++++ SOURCE DATA ++++
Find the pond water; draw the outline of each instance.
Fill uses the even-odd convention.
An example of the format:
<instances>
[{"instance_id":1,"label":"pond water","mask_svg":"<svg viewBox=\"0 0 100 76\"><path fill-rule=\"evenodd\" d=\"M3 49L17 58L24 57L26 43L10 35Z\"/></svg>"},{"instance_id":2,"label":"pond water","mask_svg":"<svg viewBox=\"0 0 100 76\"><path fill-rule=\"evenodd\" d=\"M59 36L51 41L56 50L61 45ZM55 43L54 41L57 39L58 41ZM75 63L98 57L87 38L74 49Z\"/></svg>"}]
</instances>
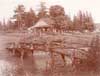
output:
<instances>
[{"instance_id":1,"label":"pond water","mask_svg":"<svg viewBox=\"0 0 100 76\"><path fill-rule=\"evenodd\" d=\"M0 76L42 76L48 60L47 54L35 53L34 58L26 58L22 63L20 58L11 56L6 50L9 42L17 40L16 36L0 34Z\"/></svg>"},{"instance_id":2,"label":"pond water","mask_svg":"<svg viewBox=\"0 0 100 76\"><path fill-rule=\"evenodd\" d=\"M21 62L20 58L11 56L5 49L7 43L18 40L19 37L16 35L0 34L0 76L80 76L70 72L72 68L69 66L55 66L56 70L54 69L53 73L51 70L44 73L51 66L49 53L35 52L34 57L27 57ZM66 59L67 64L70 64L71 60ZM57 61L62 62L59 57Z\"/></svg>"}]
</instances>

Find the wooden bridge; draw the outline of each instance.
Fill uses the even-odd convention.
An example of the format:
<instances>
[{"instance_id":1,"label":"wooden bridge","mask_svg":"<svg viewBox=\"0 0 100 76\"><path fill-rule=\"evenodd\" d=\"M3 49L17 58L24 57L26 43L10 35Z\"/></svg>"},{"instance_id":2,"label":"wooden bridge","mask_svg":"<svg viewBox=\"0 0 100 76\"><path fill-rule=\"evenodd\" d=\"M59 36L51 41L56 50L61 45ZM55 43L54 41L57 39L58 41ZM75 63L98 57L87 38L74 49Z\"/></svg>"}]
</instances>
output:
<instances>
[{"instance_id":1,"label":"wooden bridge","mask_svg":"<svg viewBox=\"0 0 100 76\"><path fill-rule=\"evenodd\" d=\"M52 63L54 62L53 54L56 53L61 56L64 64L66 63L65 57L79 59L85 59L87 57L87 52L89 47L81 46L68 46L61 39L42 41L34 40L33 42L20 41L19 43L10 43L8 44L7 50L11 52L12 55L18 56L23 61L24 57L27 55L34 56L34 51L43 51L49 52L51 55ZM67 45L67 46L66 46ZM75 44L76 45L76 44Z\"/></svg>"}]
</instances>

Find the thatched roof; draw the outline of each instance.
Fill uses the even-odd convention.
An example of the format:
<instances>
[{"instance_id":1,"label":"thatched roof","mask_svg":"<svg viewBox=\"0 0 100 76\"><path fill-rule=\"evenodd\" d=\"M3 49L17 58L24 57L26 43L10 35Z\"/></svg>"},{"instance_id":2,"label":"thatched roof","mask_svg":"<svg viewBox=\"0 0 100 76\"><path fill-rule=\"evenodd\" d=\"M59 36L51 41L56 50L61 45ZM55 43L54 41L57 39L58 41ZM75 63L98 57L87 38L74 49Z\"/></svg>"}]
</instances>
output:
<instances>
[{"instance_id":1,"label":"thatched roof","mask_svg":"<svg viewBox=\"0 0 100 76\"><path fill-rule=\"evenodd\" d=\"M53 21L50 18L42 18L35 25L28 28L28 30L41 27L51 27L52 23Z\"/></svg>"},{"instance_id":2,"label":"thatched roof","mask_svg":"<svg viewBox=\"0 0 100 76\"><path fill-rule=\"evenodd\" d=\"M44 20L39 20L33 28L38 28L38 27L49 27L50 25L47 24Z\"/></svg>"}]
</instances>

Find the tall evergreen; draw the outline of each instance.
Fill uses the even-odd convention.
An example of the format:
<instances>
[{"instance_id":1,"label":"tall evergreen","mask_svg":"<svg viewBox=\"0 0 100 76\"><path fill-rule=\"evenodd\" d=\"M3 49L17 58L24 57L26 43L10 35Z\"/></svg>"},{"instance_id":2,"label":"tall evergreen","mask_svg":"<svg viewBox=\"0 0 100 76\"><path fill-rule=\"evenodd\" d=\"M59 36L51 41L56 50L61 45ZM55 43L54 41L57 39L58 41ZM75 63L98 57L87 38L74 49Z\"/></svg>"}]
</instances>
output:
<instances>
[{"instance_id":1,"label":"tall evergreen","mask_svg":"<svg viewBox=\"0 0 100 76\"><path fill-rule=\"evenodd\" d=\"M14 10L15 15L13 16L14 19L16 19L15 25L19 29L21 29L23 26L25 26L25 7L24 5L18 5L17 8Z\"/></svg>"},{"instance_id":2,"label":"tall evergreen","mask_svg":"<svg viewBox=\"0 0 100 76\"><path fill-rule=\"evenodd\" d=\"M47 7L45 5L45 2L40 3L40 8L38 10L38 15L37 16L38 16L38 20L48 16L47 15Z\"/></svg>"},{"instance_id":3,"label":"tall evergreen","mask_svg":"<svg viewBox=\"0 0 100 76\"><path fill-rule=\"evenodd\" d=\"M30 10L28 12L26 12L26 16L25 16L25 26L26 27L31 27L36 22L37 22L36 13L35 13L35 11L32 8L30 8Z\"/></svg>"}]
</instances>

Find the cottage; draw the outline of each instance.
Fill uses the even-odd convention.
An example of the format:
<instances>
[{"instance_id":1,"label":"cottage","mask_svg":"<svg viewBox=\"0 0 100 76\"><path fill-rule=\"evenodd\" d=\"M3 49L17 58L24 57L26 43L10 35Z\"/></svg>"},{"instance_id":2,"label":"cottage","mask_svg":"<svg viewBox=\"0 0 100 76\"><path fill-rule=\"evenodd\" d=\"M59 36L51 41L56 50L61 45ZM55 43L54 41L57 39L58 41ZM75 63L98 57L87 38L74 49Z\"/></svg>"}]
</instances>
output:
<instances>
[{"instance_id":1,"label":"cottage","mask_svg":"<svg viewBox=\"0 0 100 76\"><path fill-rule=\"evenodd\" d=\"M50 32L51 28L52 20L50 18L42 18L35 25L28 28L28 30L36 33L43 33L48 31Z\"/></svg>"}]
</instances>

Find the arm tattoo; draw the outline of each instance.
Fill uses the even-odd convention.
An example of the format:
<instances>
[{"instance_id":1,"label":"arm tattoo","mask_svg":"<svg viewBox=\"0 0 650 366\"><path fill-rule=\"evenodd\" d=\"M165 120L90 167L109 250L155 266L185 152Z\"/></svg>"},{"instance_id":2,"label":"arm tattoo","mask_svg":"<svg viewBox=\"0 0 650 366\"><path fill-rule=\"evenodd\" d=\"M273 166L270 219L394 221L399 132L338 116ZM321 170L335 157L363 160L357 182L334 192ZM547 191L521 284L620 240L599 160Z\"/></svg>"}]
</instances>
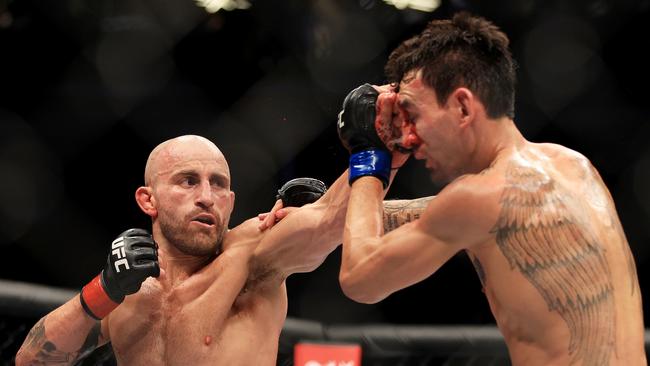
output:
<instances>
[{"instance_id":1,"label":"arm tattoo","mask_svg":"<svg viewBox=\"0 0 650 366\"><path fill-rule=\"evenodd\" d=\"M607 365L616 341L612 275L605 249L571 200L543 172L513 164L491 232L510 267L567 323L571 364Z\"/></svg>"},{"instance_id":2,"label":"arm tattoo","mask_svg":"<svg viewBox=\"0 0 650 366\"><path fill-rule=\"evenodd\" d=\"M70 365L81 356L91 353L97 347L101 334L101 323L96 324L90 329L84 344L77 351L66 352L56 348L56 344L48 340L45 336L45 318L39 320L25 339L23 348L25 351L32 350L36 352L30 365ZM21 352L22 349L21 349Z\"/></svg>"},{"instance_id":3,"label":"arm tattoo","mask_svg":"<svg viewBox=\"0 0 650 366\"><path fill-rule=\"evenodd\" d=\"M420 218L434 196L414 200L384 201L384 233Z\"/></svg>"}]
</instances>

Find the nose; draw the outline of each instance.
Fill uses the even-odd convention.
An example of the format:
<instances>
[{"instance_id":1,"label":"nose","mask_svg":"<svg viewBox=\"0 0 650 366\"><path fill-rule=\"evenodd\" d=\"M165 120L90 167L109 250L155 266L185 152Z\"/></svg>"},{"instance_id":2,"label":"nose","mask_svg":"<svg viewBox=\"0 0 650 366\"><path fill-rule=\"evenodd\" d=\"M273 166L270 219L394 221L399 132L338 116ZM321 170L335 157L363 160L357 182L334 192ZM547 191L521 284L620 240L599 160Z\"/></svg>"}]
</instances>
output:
++++
TASK DETAILS :: Counting only lines that contain the word "Find", state how many appear in the entries, and add nothing.

EXERCISE RESULT :: 7